#### VRAGEN EN OPDRACHTEN
1 – Beantwoord deze vragen over het stuk over de Voka-mobiliteitsenquête:
(a) Hoeveel antwoorden ontving men op de enquête?
(b) Hoeveel focusgroepen werden er daarna gehouden, en met hoeveel deelnemers?
(c) Welke leeftijdsgroep is volgens de schrijver zwaar oververtegenwoordigd?
2 – Zet het stuk over de Voka-mobiliteitsenquête voort na de laatste zin.

#### AANGELEVERD FRAGMENT
++++++

Nog Voka-mobiliteitsquatsch

mobiliteitZie nu! Ik kreeg zowaar het rapport van de mobiliteitsenquête in mijn mailbox!

1. Doelgroep en aanpak

De bevraging gebeurde online en werd verspreid via het Voka-netwerk en social media. Iedereen binnen de doelgroep – mensen die in Gent werken of wonen – kon aan de enquête deelnemen.

We ontvingen meer dan 1.000 antwoorden. Deze steekproef heeft een hoge statistische kracht (=grootte steekproef tov. van de onderzochte populatie). Ter vergelijking: met een steekproef van N=600 kan men reeds een valide uitspraak doen over de gehele Vlaamse populatie.

Een eenvoudige vraag: als het een enquête over migranten of allochtonen of moslims of vluchtelingen was geweest en er had gestaan “De bevraging gebeurde online en werd verspreid via het Vlaams Belang-netwerk en social media”, zouden we dan ook kunnen “een valide uitspraak doen over de gehele Vlaamse populatie”?

Neen, natuurlijk.

Het aantal antwoorden heeft weinig te maken met de representativiteit, namelijk. Het allereerste hoofdstuk van elk basishandboek statistiek, daar is dat te vinden, voor wie het zich zou afvragen.

Om de interpreteerbaarheid van de resultaten te verhogen werden daarna nog 4 focusgroepen gehouden met 30 deelnemers aan de enquête die aangegeven hadden hieraan te willen meewerken.

Lees: 30 deelnemers die zich op een doordeweekse donderdag van 14 tot 16u konden vrijmaken. Ook niet meteen een representatieve doorsnede van de bevolking, dus.

Conclusie: stop eigenlijk maar al met lezen, want de resultaten van deze bevraging zijn complete kul. Zelfs als de vragen neutraal waren opgesteld. 

Voor de aardigheid en ter illustratie, even de verdeling van de leeftijden van de respondenten van de VOKA-enquête en de verdeling van de leeftijden in het echt:

leeftijden

Niet helemaal vergelijkbaar omdat VOKA 18-29 en 60-65 heeft in plaats van 20-29 en 60-69, maar de teneur is duidelijk: jongeren en ouderen schromelijk ondervertegenwoordigd, veertigers zwaar oververtegenwoordigd.

Hetzelfde laken een broek bij de verdeling in functie. Blijkbaar hebben alleen werkende mensen geantwoord op de enquête (of hebben ze enkel de werkende mensen weerhouden, geen idee), want als we vergelijken:

functies1

Er moet weer gefutzt worden, want ‘hogere bediende / bediende’, bevat dat ook ‘ambtenaar’? Of vallen sommige ambtenaren onder ‘directeur of hogere leidinggevende’?

OK, misschien willen ze alleen maar de werkende mensen? Dan geeft het min of meer dit:

functies2

(Bijkomende lastigheid bij het vergelijken: de VOKA-cijfers gaan telkens over 57% Gentenaars en 46% niet-Gentenaars die in Gent komen werken, ik neem alleen cijfers voor Gentenaars. Maar zo hard zal het wel niet verschillen.)

++++++

#### AANGELEVERDE GEGEVENS

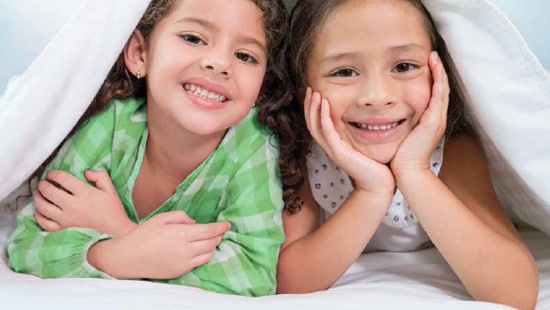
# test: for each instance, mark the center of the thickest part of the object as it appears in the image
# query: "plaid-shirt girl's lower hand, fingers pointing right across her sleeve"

++++++

#### VERWACHTE ANTWOORDEN
1 –
(a) Meer dan 1.000.
(b) Vier focusgroepen, met 30 deelnemers.
(c) De veertigers.

2 –
2. De huidige transportmodi van en naar het werk

63% van de deelnemers geeft aan dat de wagen hun belangrijkste vervoersmiddel is tussen woonst en werk. 25% van de respondenten komt met de fiets of te voet naar het werk, minder dan 10% gebruikt het openbaar vervoer.

Eerste vaststelling: het zijn vooral de autogebruikers en de fietsgebruikers die zich zorgen maken over de effecten van het nieuwe mobiliteitsplan.

Dat staat er letterlijk hé, ik vind dat niet uit. ‘Deelnemers aan de enquête’ wordt al van bij het begin gelijkgesteld aan ‘mensen die zich zorgen maken over de effecten van het nieuwe mobiliteitsplan’.

Conclusie: stop eigenlijk maar al met lezen, want de interpretatie van de resultaten van deze bevraging is compleet bevooroordeeld. Zelfs als de vragen neutraal waren opgesteld en de steekproef representatief.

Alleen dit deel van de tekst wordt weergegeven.